SOURCE EXTRACT –
________________________

US Futures, Dollar Rebound After Trump Says To BTFD

US equity futures rebounded from a poor start, which saw the E-mini initially tumble 1% early in the overnight session, then rise as much as 0.6% in yet another illiquid session boosted by Trump's latest attempt to talk up markets after an apparent de-escalation in tensions between the president and the Fed chair and Treasury Secretary. Earlier, Asian stocks outside of Japan dropped 0.2% to a two-month lows catching down to Monday's US market rout, while Europe was mostly closed for trading.

S&P 500 contracts gained 0.6% as of 7 am ET after falling as much as 1.1 percent earlier. Futures on the Nasdaq 100 Index and the Dow Jones Industrial Average advanced 0.4 percent and 0.5 percent, respectively. With the S&P closing on the edge of a bear market, traders will be looking for confirmation of more liquidation selling or else an attempt at lifting stocks from massively oversold levels.

 

Trump’s latest reversal and expression of confidence in the Treasury secretary, Fed chair Powell and the economy on Tuesday helped to modestly calm markets, which were roiled after Bloomberg reported that the president had discussed firing the central bank’s chairman over raising interest rates, while Mnuchin was also in danger of losing his job should stocks continue to slide.

As reported last night, Trump called Mnuchin a "very talented guy, very smart person" and also said that the central bank is "raising interest rates too fast” but he has “confidence” that the Fed will “get it pretty soon.” Separately, CNN reported that Mnuchin spoke by phone with Trump several times over the weekend and also after a brutal Christmas Eve trading day.

Commenting on the market rout, Steve Englander, head of global G-10 FX for Standard Chartered Bank said that "markets have pretty much made up their minds on how jumpy they want to be - very. The question is what is the primary driver of the jumpiness - economic concerns, Fed policy, Trump-Fed conflict, slowing of global growth? Nothing is particularly encouraging right now."

________________________

EXCERPTED RECORDS –
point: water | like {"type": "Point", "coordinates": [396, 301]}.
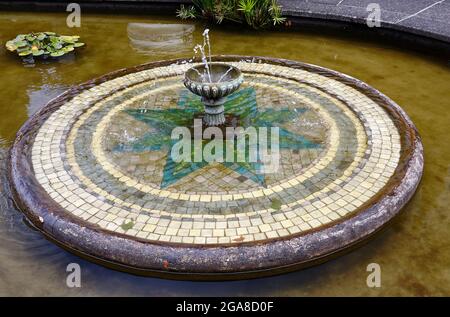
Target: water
{"type": "Point", "coordinates": [414, 253]}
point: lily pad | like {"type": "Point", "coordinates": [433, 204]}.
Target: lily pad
{"type": "Point", "coordinates": [57, 53]}
{"type": "Point", "coordinates": [25, 53]}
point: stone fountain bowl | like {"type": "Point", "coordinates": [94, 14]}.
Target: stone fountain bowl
{"type": "Point", "coordinates": [214, 90]}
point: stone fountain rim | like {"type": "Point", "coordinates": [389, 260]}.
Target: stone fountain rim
{"type": "Point", "coordinates": [234, 261]}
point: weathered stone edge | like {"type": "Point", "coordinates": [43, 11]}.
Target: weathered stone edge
{"type": "Point", "coordinates": [215, 262]}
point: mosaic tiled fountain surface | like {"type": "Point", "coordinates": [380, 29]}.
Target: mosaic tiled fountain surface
{"type": "Point", "coordinates": [93, 170]}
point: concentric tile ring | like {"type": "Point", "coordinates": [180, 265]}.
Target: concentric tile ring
{"type": "Point", "coordinates": [362, 147]}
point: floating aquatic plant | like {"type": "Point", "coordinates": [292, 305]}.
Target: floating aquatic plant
{"type": "Point", "coordinates": [43, 44]}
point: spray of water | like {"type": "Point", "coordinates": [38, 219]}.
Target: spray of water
{"type": "Point", "coordinates": [201, 49]}
{"type": "Point", "coordinates": [224, 74]}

________________________

TASKS TO COMPLETE –
• 1. Condense the paragraph beginning "S&P 500 contracts gained" in the futures report above into a short bulleted list that keeps its main facts.
• 2. Pick up the report on US futures after its final paragraph and carry it forward.

PER-TASK OUTPUTS –
• 1.
- S&P 500 contracts were up 0.6% as of 7 am ET, after falling as much as 1.1% earlier.
- Nasdaq 100 futures advanced 0.4%, and Dow Jones Industrial Average futures rose 0.5%.
- With the S&P closing on the edge of a bear market, traders will look for either more liquidation selling or an attempt to lift stocks from massively oversold levels.

• 2.
Earlier in the session, the MSCI index of Asia-Pacific shares ex-Japan slipped 0.5 percent, dropping to a two-month low, with the Shanghai Composite losing 0.4% while the CSI 300 Index slumped -0.5%, its lowest close since March 2016 and the ChiNext Index of small caps dropped -0.7%; South Korea’s KOSPI shed 1.6%.

Japan’s Nikkei, which crashed 1000 points, or 5% the previous day and also entered a bear market, had a volatile session. It swerved in and out of the red, falling more than 1% to a 20-month-low at one stage, before ending the day with a gain of 0.9% as yet another plunge protection team appears to have been activated. Japan’s Topix index closed 1.1% higher after surging as much as 2% earlier on Wednesday. This came after a 4.9% plunge on Christmas Day

Top Asian News

  • Goldman Sachs Gets Nod From Mori for Bond After SMBC Nikko Cut
  • Japan’s 10-Year Bond Yield Touches Zero Percent as Stocks Sink
  • Global Stock Angst Snowballs as Nikkei 225 Enters Bear Market
  • Bleak Year for India Company Bond Sales Ends on Signs of Rebound

Markets in Britain, Germany, and France remained closed on Wednesday.

Top European News

  • Shell’s Prelude LNG Project in Australia Starts Gas Output
  • Coal Seen Down But Not Out in 2019 as Ex-China Supply Recedes
  • Gold Powers to Six-Month High as Turmoil Fires Up Haven Demand
  • Turkey May Import Up to 300K Tons Sunflower Seed With Zero Duty

Emerging-market stocks headed for their longest losing streak since October as concern of further turmoil in the U.S. kept global investors on tenterhooks.

Despite Wednesday's modest rebound, comments from strategists were downright apocalyptic:

  • "In addition to concerns toward the U.S. economy, the markets are now having to grapple with growing turmoil in the White House which has raised political risk ahead of the year-end,” said Masahiro Ichikawa, senior strategist at Sumitomo Mitsui Asset Management.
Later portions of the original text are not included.